In the news excerpt below about sick marine life in Gladstone Harbour, how many crabs does Dr Landos say he studied and sampled?

## Document extract:
* * * * * * * * *

The report by veterinary scientist Dr Matt Landos will bolster a potential $20 million compensation claim against the Queensland government.

More than 60 Gladstone fishermen and businesses want the state government to compensate them for income losses associated with an outbreak of lesions and cloudy eyes among fish and other marine animals in Gladstone Harbour.

They claim increased dredging linked to coal seam gas and liquified natural gas projects are behind the illness.
The then Labor-state government announced last year that an independent scientific panel it appointed to investigate the illness had found no definitive cause but thought record flooding in 2011 may have been partly to blame.

Dr Landos, who has been testing marine animals on behalf of a group local fishermen, has dismissed the panel's findings.

He says the likely cause of the sediment-borne toxicity affecting the marine life is dredging by the government-owned Gladstone Ports Corporation. Dr Landos has studied and sampled more than 500 crabs and dozens of fish in five harbour locations during January and February.He says the closer the dredging is to fish and crab populations, the greater the concentration of suspended sediment and toxins.

* * * * * * * * *

## Information supplied:

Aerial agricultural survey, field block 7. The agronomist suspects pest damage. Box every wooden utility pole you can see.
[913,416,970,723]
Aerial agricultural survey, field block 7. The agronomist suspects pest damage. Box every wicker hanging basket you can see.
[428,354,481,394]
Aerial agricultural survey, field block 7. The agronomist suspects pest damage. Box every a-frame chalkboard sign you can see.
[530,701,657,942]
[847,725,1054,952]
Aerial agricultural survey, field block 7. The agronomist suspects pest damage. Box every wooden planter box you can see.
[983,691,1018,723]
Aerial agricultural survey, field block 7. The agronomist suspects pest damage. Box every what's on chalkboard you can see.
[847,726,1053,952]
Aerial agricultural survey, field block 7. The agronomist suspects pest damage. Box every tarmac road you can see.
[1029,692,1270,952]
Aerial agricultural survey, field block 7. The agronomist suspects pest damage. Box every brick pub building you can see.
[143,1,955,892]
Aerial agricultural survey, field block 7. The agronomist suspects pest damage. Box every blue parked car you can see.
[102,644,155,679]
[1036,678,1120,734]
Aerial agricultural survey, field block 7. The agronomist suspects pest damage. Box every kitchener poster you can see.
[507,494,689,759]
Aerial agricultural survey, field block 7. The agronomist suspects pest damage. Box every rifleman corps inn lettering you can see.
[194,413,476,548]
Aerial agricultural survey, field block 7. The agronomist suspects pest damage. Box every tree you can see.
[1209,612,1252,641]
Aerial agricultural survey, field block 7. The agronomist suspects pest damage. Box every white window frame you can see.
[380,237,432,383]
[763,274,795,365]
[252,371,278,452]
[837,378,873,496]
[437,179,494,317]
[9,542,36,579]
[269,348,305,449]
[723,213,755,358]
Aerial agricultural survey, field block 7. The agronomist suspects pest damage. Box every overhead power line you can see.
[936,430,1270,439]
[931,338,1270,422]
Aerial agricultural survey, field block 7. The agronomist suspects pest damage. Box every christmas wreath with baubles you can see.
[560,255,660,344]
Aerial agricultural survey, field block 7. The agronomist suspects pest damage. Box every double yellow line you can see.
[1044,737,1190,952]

* * * * * * * * *

## Answer for this exercise:
More than 500 crabs.